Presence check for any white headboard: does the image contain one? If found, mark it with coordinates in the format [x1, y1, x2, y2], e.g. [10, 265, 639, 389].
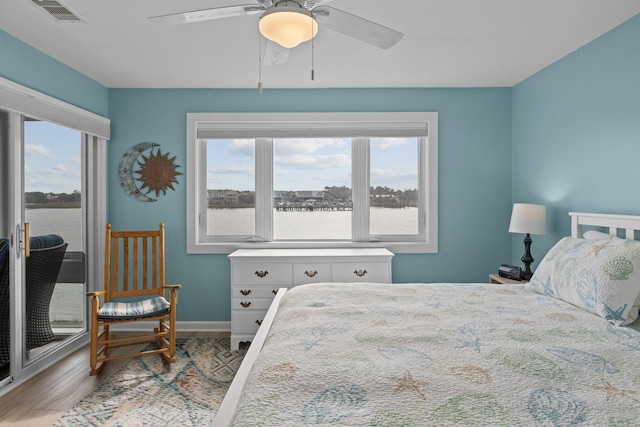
[569, 212, 640, 239]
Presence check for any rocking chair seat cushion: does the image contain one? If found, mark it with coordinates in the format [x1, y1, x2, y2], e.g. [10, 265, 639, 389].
[98, 297, 171, 319]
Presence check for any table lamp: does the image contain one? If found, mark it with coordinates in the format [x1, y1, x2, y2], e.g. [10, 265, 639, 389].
[509, 203, 547, 280]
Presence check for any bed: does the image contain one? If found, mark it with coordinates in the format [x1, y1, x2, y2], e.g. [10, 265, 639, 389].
[214, 213, 640, 426]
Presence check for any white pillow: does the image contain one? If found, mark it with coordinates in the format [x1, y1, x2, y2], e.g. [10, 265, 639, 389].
[582, 230, 619, 240]
[526, 237, 640, 326]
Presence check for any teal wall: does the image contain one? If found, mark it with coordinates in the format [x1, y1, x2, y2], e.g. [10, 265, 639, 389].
[8, 10, 640, 321]
[512, 15, 640, 267]
[0, 30, 109, 117]
[107, 88, 511, 321]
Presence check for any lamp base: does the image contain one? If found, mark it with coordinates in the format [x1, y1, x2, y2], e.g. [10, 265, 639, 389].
[520, 233, 534, 280]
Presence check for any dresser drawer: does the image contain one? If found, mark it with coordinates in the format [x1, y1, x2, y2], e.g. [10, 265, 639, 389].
[231, 294, 274, 310]
[331, 262, 391, 283]
[231, 310, 267, 335]
[293, 262, 331, 286]
[231, 285, 278, 299]
[231, 262, 291, 288]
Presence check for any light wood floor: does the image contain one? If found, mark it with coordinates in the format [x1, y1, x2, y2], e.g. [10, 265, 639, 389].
[0, 332, 229, 427]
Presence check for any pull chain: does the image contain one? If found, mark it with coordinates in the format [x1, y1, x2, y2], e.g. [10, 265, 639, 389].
[258, 33, 262, 93]
[311, 18, 315, 81]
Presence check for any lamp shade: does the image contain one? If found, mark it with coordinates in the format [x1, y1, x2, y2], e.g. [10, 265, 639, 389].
[509, 203, 547, 234]
[258, 6, 318, 48]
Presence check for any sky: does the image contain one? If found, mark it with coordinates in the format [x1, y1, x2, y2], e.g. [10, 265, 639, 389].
[207, 138, 418, 191]
[24, 121, 82, 193]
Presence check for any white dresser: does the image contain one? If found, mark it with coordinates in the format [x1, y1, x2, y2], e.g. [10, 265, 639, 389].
[229, 248, 393, 349]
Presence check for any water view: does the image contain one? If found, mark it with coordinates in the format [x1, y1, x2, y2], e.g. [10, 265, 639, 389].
[25, 208, 86, 331]
[207, 207, 418, 240]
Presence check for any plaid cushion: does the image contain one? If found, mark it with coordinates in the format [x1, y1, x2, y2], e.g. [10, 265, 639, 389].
[98, 297, 170, 319]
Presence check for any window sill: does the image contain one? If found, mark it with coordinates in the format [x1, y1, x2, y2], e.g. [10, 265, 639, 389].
[187, 241, 438, 254]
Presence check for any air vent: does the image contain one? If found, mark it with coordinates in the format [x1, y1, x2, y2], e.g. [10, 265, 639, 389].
[31, 0, 84, 22]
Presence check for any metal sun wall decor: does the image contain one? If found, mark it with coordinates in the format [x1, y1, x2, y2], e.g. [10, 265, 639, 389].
[118, 142, 182, 202]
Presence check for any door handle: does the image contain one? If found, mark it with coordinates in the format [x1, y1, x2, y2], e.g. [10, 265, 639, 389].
[16, 222, 31, 258]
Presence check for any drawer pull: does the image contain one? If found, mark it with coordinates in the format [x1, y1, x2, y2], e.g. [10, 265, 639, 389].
[353, 270, 367, 277]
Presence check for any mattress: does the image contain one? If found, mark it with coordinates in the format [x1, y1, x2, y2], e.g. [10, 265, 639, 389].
[233, 283, 640, 427]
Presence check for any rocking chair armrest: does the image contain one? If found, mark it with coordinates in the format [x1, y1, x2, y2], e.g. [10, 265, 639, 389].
[87, 290, 107, 297]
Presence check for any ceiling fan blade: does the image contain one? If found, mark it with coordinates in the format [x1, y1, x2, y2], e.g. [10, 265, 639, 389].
[262, 40, 290, 65]
[148, 4, 265, 25]
[302, 0, 333, 10]
[313, 6, 404, 49]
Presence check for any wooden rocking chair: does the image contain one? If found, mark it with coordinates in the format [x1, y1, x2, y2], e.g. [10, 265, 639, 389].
[87, 224, 181, 375]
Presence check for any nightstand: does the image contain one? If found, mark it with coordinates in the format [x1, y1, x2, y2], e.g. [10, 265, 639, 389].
[489, 274, 529, 285]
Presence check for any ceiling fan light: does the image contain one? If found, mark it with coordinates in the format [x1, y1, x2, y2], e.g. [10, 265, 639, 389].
[258, 7, 318, 48]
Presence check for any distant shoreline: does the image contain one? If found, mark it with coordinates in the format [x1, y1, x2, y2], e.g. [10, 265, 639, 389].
[25, 202, 82, 209]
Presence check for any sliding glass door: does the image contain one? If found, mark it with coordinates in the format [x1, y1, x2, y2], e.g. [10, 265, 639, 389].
———
Exercise
Collect every line of the items that contains the word "wall" and list those lines.

Correct result
Presence check for any teal wall: does the image contain one? If found, mark it with coordinates in the format [x1, y1, x2, y2], e.g. [10, 265, 639, 389].
Presence check for any metal sun wall decor: does the image contain one? If found, mark it with coordinates in the format [x1, y1, x2, y2], e.g. [10, 265, 639, 389].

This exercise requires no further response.